Dataset records
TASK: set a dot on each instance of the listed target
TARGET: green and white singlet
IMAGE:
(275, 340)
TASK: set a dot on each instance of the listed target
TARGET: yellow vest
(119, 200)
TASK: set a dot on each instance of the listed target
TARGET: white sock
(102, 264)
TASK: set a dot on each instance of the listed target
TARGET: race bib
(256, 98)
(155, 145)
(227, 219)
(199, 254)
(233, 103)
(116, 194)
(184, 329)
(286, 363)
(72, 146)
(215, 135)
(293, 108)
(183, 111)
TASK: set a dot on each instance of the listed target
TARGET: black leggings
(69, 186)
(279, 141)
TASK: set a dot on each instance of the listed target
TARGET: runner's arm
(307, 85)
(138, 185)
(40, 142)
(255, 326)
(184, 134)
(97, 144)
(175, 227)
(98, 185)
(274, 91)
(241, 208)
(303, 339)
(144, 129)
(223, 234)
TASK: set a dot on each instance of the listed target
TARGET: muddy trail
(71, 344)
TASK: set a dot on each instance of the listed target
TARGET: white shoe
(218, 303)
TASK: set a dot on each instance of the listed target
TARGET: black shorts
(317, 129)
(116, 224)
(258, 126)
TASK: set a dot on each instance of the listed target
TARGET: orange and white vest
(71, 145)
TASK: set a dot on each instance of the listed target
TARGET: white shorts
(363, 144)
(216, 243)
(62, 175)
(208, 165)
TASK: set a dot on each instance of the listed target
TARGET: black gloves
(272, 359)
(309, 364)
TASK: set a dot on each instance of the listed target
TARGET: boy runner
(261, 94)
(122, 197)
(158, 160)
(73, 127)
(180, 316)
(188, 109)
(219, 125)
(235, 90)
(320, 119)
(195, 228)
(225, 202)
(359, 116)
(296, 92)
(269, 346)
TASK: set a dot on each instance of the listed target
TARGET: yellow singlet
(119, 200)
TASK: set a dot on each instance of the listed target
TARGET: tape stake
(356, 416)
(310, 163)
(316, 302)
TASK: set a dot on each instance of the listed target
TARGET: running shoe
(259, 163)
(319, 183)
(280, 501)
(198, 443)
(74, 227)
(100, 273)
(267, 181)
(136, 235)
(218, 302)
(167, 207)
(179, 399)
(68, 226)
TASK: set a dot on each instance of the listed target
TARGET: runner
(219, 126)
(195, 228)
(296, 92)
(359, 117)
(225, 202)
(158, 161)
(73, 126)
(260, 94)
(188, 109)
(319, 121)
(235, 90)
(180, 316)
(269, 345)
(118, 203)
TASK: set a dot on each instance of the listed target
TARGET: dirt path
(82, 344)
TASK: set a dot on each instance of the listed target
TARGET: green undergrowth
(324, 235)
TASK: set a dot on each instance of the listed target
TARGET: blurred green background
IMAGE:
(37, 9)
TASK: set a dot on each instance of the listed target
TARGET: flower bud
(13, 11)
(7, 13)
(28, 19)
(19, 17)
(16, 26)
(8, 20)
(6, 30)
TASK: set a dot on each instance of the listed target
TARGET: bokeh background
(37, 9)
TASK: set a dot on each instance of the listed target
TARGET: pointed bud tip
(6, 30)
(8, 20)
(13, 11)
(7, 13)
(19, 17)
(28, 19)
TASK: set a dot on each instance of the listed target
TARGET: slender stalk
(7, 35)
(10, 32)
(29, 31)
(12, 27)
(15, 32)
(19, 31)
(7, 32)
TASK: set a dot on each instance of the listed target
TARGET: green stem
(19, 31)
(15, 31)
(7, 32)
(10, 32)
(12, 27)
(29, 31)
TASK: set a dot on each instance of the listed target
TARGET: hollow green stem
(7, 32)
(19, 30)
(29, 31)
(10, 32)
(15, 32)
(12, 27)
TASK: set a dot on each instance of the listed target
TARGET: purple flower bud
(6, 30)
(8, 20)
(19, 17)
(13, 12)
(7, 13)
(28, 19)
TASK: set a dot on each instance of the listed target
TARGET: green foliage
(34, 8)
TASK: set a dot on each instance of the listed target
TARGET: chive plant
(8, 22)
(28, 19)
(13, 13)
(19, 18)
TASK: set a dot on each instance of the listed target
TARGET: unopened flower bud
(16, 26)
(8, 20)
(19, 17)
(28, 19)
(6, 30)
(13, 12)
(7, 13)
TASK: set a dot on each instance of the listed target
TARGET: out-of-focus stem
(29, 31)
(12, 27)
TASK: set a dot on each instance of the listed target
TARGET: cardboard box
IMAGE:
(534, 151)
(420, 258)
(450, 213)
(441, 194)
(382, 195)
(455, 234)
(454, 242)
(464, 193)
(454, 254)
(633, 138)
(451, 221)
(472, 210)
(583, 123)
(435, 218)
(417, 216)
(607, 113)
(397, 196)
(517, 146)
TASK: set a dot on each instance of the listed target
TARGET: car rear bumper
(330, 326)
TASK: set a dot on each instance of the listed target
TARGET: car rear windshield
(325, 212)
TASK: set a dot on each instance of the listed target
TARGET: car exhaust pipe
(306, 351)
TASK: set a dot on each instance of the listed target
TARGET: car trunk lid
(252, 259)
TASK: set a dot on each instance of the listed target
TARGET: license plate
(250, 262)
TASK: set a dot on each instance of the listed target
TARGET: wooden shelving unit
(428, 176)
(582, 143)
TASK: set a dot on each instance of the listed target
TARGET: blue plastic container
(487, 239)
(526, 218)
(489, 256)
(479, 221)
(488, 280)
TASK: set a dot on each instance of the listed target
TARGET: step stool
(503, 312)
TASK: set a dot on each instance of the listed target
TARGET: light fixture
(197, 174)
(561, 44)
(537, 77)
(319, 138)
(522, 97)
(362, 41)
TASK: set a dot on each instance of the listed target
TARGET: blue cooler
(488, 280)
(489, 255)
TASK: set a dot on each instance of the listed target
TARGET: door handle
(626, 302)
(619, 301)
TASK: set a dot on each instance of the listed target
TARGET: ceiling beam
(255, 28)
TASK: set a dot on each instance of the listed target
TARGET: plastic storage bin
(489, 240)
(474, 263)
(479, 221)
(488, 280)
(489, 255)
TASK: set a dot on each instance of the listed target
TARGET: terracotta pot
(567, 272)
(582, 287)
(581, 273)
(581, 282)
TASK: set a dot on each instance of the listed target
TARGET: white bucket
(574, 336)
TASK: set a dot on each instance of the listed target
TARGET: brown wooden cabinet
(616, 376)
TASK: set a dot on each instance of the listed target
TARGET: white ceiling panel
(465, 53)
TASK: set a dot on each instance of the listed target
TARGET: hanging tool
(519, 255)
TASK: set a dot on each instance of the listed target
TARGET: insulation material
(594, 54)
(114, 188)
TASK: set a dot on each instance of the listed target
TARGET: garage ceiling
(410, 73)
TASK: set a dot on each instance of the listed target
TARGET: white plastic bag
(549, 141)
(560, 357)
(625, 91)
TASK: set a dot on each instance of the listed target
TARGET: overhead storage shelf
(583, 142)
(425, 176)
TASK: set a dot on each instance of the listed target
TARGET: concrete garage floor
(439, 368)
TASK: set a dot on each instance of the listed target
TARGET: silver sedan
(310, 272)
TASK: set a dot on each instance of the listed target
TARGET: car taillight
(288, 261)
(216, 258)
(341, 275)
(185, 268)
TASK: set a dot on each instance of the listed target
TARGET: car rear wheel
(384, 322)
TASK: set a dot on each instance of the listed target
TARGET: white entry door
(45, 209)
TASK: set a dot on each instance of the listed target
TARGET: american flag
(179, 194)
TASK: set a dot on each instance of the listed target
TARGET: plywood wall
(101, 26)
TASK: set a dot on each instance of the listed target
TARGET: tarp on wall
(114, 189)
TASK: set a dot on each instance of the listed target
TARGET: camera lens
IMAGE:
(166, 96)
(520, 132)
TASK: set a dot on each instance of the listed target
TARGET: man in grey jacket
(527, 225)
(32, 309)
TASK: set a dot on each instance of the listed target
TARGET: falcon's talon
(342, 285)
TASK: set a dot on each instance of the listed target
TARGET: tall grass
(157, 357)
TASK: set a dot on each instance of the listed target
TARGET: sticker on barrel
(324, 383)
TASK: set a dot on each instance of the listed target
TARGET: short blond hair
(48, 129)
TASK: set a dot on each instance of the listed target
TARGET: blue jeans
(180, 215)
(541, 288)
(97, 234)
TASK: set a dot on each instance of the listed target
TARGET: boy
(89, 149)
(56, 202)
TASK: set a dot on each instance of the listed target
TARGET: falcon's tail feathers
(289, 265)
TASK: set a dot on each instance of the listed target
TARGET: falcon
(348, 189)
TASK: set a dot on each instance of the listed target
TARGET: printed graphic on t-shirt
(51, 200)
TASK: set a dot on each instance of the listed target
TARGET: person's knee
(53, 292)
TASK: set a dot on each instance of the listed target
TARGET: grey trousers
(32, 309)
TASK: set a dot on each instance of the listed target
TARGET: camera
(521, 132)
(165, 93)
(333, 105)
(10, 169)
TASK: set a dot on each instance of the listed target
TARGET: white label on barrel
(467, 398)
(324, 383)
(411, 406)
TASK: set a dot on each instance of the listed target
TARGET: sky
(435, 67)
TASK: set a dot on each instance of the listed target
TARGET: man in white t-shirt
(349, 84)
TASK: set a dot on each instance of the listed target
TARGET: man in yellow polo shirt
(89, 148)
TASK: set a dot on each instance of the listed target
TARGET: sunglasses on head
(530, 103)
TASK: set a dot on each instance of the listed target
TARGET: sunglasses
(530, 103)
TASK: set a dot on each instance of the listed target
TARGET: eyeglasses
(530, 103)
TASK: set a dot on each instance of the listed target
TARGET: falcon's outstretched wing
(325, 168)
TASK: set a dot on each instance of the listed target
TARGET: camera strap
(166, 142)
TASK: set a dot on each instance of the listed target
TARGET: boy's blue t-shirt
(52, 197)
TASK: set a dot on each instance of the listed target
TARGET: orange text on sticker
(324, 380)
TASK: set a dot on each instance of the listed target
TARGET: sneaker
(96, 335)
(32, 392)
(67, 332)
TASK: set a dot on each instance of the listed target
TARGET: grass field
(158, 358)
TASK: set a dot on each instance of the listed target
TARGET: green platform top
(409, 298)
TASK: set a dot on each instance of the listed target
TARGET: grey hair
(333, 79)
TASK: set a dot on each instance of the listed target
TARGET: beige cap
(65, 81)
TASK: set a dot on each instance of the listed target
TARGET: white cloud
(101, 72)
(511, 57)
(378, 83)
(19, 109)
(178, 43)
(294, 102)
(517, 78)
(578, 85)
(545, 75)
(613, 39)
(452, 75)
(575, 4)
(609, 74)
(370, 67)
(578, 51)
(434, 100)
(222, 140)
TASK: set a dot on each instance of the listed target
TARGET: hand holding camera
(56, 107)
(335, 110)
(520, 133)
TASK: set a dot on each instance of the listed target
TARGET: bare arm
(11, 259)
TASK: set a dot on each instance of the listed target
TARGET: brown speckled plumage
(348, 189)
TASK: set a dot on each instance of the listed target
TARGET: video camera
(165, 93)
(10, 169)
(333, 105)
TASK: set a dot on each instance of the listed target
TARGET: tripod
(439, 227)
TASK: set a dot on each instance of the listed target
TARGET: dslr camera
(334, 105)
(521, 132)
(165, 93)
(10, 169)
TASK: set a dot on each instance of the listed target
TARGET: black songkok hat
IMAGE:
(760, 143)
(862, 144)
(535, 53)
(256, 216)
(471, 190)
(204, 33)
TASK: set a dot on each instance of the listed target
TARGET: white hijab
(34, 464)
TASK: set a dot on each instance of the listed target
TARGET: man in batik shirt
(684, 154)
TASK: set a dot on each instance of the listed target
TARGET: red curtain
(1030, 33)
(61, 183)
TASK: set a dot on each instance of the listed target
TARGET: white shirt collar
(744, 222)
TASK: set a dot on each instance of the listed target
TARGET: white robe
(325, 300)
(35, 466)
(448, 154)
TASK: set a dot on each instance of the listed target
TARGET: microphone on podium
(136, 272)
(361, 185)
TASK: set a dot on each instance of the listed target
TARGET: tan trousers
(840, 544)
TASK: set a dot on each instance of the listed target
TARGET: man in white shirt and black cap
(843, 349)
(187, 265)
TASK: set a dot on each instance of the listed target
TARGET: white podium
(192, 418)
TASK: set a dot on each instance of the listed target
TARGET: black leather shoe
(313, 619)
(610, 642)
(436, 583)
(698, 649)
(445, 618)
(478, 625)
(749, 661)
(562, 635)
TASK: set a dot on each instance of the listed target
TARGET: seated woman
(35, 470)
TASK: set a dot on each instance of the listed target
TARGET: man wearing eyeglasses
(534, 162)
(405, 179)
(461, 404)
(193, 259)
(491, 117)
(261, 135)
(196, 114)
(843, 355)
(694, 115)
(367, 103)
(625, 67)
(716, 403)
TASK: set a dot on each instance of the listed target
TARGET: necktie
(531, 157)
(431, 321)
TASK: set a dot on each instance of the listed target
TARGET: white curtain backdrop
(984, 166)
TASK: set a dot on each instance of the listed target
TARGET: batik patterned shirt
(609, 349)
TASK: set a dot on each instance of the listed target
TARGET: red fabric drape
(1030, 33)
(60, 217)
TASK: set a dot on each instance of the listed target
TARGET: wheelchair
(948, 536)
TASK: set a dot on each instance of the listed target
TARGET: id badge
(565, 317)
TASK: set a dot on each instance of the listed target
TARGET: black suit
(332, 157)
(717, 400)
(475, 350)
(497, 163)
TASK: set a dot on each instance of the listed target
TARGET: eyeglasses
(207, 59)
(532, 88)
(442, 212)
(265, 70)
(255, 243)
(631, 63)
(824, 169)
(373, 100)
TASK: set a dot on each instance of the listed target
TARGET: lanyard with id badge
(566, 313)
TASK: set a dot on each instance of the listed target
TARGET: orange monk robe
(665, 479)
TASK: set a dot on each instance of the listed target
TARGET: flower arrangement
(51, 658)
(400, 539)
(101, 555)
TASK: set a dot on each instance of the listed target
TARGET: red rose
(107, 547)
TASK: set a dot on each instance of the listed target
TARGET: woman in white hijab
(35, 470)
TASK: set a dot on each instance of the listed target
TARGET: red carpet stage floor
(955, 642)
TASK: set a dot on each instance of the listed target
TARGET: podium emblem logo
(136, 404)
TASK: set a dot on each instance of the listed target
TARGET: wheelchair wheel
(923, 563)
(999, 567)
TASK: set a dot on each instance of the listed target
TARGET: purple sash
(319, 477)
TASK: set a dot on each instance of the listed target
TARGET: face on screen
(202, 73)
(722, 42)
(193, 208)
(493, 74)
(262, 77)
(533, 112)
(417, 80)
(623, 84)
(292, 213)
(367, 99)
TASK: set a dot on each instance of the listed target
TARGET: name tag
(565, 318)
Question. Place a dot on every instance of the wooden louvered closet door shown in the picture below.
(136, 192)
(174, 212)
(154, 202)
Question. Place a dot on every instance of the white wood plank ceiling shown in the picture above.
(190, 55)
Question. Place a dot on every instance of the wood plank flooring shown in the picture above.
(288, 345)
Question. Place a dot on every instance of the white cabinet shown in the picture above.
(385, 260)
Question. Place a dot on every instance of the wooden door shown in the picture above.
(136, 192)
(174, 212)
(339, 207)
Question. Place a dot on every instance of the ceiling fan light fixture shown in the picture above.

* TASK PROMPT *
Write out again exactly the lines that run from the one holding "Question. Place a dot on every instance of the white wood" through the last line of the data; omit all other lines.

* SOLUTION TO THIS TASK *
Question. Place a dot on every instance of the white wood plank ceiling shown in the picture above.
(190, 55)
Question. Place a dot on every instance of the wood plank flooring shown in the picture above.
(288, 345)
Question. Place a dot on every instance of the white cabinet shown in the picture above.
(385, 260)
Question. Place a dot on every instance of the wooden door shown in the picture above.
(136, 192)
(174, 212)
(339, 207)
Question. Place a dot on every instance of the ceiling fan light fixture shown in the picture above.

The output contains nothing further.